Reproduce the lines between the one holding "row: **tire track in sand**" and the one holding "187 160 L 185", inclusive, without changing anything.

Raw records:
* start *

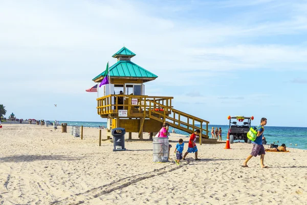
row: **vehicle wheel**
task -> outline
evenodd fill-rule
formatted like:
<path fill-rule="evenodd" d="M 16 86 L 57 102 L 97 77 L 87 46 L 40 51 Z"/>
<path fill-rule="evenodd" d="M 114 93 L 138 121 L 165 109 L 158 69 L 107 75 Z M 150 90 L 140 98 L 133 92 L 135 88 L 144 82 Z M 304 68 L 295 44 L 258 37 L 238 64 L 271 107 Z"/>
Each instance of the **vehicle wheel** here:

* end *
* start *

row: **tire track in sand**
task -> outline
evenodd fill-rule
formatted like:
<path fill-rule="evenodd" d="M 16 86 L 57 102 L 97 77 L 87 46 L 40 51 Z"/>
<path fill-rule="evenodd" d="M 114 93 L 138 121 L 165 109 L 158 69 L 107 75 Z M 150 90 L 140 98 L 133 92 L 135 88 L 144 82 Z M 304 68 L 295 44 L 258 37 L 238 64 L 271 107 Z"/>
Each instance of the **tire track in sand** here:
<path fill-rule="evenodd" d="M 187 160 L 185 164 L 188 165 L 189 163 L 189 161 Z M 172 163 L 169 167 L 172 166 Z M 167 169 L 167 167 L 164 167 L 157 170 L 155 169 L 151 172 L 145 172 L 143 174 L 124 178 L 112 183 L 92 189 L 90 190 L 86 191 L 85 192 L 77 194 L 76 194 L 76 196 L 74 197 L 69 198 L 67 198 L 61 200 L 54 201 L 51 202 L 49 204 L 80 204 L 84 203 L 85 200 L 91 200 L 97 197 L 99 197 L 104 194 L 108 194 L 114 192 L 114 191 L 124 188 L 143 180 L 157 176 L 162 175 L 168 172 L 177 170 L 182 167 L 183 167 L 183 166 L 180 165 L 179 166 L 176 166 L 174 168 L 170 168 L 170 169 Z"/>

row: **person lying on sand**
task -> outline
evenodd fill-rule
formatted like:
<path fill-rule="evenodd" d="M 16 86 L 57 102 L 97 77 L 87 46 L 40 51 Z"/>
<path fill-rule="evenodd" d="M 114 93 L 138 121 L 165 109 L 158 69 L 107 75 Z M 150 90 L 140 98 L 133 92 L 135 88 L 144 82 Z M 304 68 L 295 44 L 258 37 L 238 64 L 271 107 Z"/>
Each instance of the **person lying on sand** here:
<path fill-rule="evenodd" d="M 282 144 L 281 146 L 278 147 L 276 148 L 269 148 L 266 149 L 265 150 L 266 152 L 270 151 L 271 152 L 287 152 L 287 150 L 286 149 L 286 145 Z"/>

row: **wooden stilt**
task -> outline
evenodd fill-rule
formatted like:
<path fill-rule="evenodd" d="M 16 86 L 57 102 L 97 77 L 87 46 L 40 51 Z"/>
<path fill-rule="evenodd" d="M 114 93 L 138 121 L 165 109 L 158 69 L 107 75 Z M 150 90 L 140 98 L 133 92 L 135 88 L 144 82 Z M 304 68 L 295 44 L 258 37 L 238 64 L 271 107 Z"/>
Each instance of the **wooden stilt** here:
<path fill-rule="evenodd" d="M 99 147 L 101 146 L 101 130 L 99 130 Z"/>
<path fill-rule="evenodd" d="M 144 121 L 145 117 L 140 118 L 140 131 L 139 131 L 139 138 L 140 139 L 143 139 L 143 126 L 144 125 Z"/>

* end *
* start *

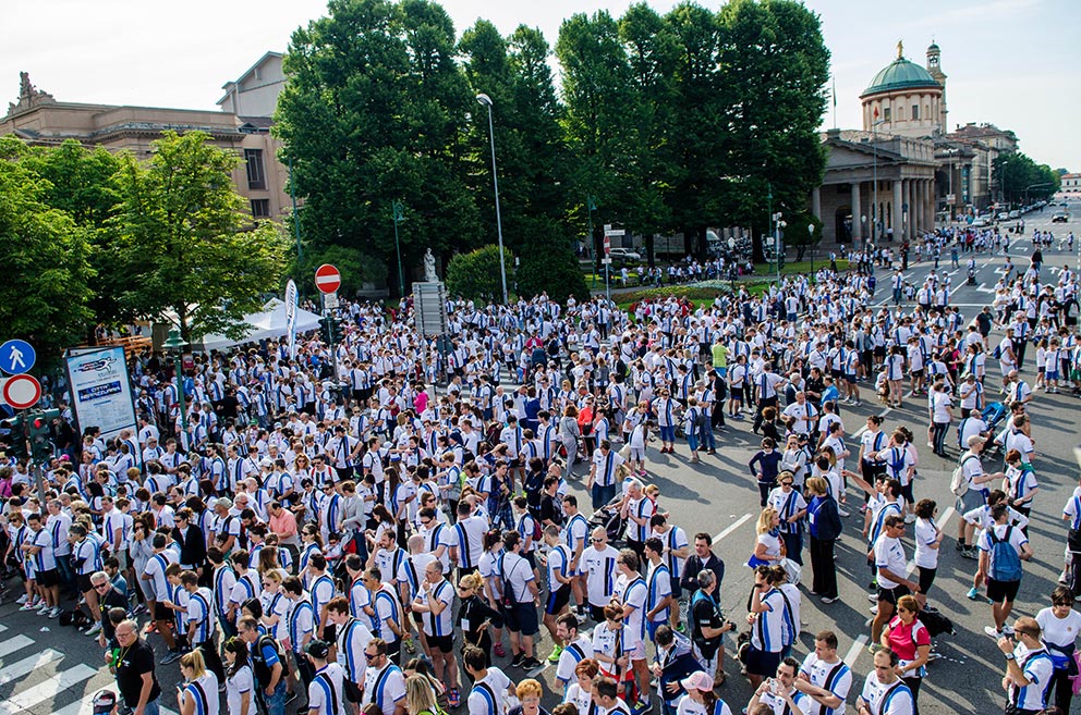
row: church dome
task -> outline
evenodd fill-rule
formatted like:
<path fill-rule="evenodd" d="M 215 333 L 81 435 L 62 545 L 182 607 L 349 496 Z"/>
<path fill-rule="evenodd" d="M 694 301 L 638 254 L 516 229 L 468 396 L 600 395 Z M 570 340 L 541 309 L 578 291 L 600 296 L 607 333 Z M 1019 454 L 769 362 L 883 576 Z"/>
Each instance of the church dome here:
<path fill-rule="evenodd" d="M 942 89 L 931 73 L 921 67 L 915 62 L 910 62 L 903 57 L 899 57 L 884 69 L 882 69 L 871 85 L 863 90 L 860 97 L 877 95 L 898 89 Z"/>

* end *

SOLUTION TO THIS PROBLEM =
row: **tire track in sand**
task -> outline
evenodd fill-rule
formatted like:
<path fill-rule="evenodd" d="M 16 86 L 57 102 L 97 77 L 87 46 L 40 51 Z"/>
<path fill-rule="evenodd" d="M 114 93 L 138 121 L 165 109 L 158 69 L 107 75 Z M 150 90 L 140 98 L 133 92 L 135 88 L 144 82 Z M 304 68 L 295 44 L 258 37 L 238 64 L 271 107 Z"/>
Each instance of the **tire track in sand** here:
<path fill-rule="evenodd" d="M 187 160 L 185 164 L 188 165 L 189 163 L 189 161 Z M 172 163 L 169 167 L 172 166 Z M 167 169 L 167 167 L 164 167 L 157 170 L 155 169 L 151 172 L 145 172 L 143 174 L 124 178 L 112 183 L 92 189 L 90 190 L 86 191 L 85 192 L 77 194 L 76 194 L 76 196 L 74 197 L 69 198 L 67 198 L 61 200 L 54 201 L 51 202 L 49 204 L 80 204 L 84 203 L 85 200 L 91 200 L 97 197 L 99 197 L 104 194 L 108 194 L 114 192 L 114 191 L 124 188 L 143 180 L 157 176 L 162 175 L 168 172 L 177 170 L 182 167 L 183 167 L 183 166 L 180 165 L 179 166 L 176 166 L 174 168 L 170 168 L 170 169 Z"/>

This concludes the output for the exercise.